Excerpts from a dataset
────────────────────
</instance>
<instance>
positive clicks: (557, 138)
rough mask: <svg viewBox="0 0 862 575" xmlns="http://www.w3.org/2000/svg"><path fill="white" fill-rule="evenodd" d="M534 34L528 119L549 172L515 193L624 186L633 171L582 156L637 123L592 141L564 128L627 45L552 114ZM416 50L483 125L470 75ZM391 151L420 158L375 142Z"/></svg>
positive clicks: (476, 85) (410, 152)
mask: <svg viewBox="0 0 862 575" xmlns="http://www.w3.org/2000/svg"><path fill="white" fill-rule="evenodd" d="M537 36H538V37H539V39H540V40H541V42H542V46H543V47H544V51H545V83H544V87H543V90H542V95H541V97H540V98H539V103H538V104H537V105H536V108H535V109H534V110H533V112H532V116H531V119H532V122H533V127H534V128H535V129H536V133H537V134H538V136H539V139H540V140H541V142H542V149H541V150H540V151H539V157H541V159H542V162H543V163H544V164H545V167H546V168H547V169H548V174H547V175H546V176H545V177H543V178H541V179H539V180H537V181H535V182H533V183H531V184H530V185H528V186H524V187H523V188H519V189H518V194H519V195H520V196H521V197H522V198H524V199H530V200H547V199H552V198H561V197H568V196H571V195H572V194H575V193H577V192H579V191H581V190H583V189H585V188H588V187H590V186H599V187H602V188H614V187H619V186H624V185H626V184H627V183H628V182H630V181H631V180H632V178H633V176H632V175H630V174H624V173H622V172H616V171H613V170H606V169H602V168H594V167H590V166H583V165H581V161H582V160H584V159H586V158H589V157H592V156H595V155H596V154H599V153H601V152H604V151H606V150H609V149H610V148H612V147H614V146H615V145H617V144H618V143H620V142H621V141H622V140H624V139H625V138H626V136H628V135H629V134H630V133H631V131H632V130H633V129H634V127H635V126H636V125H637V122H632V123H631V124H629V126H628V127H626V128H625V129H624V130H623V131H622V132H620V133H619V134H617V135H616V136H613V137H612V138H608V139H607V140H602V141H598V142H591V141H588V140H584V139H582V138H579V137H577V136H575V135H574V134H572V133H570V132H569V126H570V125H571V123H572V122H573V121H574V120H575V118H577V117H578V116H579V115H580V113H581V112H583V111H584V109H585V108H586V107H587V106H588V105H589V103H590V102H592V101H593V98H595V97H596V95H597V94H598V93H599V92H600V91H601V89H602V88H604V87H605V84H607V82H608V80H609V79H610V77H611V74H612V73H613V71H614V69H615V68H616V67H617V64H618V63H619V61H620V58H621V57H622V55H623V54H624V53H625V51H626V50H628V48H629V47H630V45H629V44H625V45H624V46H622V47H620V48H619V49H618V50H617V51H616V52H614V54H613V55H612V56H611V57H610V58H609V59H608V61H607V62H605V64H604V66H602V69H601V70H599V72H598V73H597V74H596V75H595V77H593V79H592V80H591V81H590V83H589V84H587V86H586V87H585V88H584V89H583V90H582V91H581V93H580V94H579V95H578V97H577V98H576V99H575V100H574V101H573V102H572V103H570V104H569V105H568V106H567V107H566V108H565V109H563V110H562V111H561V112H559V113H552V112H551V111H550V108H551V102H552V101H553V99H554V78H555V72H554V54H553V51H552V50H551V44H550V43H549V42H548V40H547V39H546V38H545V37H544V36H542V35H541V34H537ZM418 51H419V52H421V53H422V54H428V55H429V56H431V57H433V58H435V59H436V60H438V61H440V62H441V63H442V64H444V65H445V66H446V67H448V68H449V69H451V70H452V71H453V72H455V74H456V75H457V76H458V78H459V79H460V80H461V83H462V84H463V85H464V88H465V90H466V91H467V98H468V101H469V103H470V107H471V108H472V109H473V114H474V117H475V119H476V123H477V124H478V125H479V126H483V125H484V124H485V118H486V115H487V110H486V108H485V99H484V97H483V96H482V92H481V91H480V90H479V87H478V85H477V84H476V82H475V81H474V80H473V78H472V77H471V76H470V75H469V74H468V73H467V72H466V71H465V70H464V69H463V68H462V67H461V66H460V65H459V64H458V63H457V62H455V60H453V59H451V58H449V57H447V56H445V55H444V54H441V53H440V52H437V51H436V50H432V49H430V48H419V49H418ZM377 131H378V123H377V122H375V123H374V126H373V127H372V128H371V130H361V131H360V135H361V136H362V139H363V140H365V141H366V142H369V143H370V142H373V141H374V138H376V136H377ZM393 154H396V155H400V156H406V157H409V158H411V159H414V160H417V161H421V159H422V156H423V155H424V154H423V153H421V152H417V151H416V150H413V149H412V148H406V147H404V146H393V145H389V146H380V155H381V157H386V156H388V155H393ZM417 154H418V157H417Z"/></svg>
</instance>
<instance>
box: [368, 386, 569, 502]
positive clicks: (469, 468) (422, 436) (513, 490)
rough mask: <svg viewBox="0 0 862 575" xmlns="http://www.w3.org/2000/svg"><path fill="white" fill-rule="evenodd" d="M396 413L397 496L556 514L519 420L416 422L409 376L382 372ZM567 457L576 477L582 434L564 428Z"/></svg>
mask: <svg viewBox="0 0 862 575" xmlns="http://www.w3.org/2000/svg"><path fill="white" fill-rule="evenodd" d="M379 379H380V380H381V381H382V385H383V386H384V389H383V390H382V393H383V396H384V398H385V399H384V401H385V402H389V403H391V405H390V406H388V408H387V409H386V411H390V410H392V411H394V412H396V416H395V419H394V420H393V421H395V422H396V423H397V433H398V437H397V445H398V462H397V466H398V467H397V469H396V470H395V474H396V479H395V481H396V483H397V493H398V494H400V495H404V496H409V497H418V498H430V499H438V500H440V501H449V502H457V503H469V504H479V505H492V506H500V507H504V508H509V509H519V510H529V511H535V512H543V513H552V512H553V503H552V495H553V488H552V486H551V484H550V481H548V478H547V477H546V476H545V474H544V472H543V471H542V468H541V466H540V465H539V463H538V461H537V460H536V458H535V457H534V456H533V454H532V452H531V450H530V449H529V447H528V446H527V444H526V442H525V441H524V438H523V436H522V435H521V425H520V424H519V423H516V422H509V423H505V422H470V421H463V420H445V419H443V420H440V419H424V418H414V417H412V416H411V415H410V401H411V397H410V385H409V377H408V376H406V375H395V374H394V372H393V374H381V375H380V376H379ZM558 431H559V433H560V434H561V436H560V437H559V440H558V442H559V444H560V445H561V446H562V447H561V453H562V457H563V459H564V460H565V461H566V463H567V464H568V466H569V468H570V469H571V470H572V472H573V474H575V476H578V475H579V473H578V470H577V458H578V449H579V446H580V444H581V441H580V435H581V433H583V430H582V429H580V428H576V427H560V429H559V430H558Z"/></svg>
────────────────────
* [What is expected]: Could you retype exactly the lines from the first one of the records through the line containing "34L528 119L549 172L515", both included, and nothing more?

* [Task result]:
</instance>
<instance>
positive clicks: (557, 138)
rough mask: <svg viewBox="0 0 862 575" xmlns="http://www.w3.org/2000/svg"><path fill="white" fill-rule="evenodd" d="M534 34L528 119L549 172L515 193L624 186L633 171L582 156L637 123L592 141L564 128L627 45L552 114ZM416 50L483 125L470 75ZM391 151L420 158L375 142Z"/></svg>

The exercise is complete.